■ Work to be completed:
Starting with the line that contains "the distant skyline", reproduce each line through the end of the entries exactly as written.

[Stored items]
----------------

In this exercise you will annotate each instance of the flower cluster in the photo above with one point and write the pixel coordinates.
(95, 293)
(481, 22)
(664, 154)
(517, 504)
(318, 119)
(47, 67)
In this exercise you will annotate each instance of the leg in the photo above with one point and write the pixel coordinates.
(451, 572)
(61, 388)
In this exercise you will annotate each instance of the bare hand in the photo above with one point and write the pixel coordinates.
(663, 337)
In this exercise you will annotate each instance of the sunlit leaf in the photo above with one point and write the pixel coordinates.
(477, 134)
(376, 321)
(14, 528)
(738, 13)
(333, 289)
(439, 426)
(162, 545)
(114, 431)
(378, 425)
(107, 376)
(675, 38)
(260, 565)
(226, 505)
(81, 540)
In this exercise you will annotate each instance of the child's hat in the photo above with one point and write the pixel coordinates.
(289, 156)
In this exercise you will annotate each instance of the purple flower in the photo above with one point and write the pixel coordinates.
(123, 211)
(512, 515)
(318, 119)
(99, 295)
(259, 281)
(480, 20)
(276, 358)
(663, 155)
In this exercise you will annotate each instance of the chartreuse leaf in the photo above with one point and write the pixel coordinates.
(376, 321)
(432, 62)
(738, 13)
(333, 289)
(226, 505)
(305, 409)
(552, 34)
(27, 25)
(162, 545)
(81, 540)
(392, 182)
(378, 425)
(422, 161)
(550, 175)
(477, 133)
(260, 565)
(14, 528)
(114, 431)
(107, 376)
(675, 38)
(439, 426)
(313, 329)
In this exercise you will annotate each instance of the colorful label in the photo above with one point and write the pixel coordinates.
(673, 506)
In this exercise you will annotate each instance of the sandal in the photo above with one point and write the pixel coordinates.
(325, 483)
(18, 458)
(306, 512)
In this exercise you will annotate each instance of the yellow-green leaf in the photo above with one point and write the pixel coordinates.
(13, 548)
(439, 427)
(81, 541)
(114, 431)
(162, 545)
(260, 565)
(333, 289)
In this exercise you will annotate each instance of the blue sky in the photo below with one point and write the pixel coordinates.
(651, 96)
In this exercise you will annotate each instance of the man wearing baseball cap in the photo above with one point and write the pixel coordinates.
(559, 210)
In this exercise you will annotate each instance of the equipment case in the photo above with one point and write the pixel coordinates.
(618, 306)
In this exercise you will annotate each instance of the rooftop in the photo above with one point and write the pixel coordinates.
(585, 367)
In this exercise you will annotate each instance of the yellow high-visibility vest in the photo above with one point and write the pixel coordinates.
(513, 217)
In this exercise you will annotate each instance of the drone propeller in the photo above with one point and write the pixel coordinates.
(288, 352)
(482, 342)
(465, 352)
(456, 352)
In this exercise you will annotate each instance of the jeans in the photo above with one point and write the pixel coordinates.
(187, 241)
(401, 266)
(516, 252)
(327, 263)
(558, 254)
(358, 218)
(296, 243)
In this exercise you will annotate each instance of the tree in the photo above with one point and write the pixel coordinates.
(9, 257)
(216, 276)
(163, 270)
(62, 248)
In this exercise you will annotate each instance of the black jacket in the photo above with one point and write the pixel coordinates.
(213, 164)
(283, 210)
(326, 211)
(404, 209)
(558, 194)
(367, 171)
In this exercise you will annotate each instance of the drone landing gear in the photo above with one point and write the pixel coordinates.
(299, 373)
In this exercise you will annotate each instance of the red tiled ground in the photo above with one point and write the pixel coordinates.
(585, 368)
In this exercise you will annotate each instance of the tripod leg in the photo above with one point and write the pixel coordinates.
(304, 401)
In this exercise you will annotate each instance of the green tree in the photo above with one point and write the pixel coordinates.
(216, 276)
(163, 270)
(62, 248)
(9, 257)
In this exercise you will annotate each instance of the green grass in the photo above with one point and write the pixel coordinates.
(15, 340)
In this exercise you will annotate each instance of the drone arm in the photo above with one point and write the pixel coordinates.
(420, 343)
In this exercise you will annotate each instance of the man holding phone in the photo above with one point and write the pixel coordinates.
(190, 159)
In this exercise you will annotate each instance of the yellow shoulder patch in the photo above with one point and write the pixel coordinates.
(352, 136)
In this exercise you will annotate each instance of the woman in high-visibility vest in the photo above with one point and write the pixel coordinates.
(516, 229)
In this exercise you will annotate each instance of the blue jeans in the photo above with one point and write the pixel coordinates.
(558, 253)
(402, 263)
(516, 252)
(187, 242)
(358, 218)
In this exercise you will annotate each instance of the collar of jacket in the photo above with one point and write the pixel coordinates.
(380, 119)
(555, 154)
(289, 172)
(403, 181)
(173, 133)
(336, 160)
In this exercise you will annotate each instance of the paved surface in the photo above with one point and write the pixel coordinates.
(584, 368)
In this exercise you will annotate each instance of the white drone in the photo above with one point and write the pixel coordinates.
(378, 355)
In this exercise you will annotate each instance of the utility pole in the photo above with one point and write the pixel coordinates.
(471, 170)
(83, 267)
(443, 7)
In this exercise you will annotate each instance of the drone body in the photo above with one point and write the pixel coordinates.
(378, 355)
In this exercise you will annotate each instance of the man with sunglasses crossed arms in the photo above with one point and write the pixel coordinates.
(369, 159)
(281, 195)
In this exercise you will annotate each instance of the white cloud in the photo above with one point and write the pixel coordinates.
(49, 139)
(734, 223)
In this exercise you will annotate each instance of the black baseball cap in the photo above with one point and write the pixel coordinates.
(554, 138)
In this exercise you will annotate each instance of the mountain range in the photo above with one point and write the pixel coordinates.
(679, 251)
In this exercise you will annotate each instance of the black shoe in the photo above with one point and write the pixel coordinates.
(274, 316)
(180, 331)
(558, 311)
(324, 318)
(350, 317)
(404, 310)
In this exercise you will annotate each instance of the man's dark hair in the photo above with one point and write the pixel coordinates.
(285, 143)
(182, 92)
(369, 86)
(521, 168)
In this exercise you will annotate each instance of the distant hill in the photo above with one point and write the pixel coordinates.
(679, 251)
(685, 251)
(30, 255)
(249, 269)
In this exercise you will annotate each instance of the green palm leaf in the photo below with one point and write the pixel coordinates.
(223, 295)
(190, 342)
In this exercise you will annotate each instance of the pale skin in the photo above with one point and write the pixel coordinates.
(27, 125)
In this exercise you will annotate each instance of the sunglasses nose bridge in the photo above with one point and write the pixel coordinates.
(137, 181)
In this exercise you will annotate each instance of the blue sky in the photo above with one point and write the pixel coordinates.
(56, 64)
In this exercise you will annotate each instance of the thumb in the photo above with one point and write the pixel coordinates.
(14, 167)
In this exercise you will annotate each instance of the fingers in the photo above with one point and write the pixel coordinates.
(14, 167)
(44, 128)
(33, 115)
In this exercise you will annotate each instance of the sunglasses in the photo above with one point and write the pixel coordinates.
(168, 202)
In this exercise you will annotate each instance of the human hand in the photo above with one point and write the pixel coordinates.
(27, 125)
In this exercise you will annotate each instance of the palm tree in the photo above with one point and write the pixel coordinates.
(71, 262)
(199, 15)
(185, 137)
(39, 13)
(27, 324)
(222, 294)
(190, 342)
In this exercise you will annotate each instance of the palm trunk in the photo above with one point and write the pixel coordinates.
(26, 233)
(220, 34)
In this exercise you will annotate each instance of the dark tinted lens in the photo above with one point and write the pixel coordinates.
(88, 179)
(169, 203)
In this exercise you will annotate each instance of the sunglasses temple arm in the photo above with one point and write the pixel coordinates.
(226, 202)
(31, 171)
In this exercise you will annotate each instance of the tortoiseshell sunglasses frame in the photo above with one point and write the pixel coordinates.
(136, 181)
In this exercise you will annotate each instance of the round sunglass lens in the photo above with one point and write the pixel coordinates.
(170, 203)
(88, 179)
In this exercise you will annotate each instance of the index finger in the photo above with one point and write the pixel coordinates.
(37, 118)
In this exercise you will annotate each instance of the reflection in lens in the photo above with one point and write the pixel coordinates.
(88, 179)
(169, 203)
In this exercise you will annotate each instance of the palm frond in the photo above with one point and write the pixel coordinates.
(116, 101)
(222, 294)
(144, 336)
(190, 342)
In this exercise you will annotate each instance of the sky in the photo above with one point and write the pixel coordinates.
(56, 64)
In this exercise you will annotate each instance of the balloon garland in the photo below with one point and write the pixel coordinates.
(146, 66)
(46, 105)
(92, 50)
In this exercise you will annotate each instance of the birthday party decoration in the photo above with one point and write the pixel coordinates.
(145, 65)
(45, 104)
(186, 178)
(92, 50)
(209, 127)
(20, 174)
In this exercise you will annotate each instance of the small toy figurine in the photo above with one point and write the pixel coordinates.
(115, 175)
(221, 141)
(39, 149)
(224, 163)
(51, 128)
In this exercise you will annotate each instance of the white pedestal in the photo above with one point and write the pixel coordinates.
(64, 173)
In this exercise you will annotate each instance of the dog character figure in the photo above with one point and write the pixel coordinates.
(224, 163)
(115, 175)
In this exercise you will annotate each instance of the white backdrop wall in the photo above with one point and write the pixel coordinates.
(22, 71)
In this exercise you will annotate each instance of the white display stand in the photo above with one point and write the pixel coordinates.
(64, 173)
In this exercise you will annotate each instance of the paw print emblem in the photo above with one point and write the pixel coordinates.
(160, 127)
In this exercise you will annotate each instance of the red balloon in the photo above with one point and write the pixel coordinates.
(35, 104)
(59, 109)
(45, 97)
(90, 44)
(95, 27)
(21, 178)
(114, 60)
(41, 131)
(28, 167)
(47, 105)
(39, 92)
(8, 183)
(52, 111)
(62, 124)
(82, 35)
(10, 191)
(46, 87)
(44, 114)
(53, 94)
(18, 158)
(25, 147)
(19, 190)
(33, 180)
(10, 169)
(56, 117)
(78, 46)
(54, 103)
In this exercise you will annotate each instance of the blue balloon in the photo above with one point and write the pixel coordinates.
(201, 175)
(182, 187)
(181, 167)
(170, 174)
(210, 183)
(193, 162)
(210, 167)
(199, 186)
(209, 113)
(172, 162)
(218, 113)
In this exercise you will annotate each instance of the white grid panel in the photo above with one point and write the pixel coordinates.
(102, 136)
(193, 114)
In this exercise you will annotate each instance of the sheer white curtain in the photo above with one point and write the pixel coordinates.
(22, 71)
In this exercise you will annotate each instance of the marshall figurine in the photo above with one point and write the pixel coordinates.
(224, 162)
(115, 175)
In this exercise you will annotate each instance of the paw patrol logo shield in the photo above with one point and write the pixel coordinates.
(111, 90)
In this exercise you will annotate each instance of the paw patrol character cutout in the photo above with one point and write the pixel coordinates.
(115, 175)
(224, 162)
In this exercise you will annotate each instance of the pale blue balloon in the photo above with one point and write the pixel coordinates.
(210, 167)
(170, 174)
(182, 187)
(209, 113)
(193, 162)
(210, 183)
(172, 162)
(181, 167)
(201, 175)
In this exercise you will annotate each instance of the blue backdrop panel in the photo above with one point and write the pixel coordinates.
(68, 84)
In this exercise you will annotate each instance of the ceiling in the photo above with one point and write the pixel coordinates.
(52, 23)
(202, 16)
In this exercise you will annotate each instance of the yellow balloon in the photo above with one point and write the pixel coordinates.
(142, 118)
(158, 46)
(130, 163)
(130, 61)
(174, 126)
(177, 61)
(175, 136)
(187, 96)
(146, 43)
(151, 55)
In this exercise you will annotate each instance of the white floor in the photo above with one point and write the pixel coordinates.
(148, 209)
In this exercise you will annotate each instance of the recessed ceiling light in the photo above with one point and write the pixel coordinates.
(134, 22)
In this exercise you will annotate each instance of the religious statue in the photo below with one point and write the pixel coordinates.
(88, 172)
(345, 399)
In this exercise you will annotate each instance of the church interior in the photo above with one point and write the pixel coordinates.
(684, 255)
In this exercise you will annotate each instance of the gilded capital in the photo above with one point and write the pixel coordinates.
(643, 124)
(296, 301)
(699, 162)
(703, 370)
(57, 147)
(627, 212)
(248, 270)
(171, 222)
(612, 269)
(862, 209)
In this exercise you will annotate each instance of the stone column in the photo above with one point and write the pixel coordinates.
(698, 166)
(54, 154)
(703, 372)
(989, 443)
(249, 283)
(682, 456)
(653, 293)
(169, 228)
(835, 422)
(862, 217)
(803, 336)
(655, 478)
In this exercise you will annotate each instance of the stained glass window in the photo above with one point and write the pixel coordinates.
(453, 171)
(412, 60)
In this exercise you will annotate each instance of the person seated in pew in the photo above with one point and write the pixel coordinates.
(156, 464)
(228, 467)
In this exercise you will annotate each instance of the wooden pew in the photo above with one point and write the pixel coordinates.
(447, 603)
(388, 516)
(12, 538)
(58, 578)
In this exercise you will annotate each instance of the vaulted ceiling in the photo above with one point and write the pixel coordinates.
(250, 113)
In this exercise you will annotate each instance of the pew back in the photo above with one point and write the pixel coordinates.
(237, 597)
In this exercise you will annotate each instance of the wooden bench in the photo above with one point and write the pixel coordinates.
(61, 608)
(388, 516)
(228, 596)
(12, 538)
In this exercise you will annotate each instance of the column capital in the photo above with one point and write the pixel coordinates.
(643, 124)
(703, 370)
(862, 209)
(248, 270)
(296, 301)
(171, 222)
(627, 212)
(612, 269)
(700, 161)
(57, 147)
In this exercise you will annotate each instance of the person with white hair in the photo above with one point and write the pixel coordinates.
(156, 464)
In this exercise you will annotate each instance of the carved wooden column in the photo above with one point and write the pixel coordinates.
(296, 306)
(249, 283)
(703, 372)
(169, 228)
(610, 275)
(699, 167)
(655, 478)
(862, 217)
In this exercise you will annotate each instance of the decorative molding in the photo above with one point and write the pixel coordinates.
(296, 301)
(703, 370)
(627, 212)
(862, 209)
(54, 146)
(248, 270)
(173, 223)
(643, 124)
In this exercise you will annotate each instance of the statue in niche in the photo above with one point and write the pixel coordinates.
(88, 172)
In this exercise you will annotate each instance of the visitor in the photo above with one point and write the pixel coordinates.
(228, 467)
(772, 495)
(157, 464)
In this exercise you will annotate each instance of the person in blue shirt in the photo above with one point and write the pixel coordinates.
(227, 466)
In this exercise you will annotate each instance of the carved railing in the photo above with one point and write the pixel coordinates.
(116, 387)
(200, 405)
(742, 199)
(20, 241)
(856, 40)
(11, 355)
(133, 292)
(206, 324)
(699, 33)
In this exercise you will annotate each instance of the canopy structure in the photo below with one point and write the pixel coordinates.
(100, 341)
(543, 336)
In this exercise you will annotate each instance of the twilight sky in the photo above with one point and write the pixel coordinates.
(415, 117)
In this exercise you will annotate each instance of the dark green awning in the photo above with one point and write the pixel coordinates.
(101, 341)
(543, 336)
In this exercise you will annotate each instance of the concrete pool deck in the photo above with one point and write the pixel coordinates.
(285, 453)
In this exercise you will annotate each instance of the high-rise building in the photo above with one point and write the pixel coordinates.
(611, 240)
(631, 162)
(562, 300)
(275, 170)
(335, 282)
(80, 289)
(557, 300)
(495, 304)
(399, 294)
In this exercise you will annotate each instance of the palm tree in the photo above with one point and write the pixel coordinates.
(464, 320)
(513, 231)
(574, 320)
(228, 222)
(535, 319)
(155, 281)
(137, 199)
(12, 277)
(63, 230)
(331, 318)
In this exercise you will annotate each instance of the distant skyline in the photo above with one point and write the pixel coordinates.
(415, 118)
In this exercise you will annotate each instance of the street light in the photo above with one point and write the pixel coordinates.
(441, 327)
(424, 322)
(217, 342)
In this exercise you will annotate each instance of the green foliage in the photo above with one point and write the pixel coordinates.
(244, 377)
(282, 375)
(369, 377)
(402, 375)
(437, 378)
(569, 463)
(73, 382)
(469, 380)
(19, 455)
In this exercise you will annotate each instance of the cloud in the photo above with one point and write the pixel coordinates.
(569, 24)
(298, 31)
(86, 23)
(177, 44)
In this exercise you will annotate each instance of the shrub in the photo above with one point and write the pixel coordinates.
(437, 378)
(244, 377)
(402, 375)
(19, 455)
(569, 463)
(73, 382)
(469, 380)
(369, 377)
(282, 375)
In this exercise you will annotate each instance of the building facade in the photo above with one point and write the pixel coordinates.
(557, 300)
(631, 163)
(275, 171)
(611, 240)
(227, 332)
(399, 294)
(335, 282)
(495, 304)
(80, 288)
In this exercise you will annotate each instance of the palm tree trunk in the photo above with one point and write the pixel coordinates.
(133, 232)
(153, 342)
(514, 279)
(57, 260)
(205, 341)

----------------

■ Complete response:
In this exercise you will annotate each instance of the distant skyline in the photo above with one point and write the pixel coordinates.
(415, 118)
In this exercise you will annotate each instance of the street light in the photo above with one point and write the pixel coordinates.
(441, 327)
(424, 322)
(217, 342)
In this exercise you will annotate each instance of the green foliage in the photo above with one point and write the pixel coordinates.
(244, 377)
(282, 375)
(369, 377)
(402, 375)
(437, 378)
(569, 463)
(73, 382)
(469, 380)
(19, 455)
In this exercise you will annotate each instance of the cloud in the photo above with one point and write the pixel coordinates.
(569, 24)
(298, 31)
(86, 23)
(177, 44)
In this exercise you will annotate each instance of the shrub in the photo above with one point and write the pixel coordinates.
(437, 378)
(244, 377)
(402, 375)
(19, 455)
(569, 463)
(73, 382)
(469, 380)
(369, 377)
(282, 375)
In this exercise you will annotate each instance of the building facade in the photo above with one point and write the pixel coordinates.
(557, 300)
(631, 163)
(275, 171)
(611, 240)
(227, 332)
(399, 294)
(335, 282)
(495, 304)
(80, 288)
In this exercise you will annotate each instance of the palm tree trunk in the photo above with one point and write the pixel coordinates.
(133, 232)
(153, 342)
(514, 279)
(57, 260)
(205, 341)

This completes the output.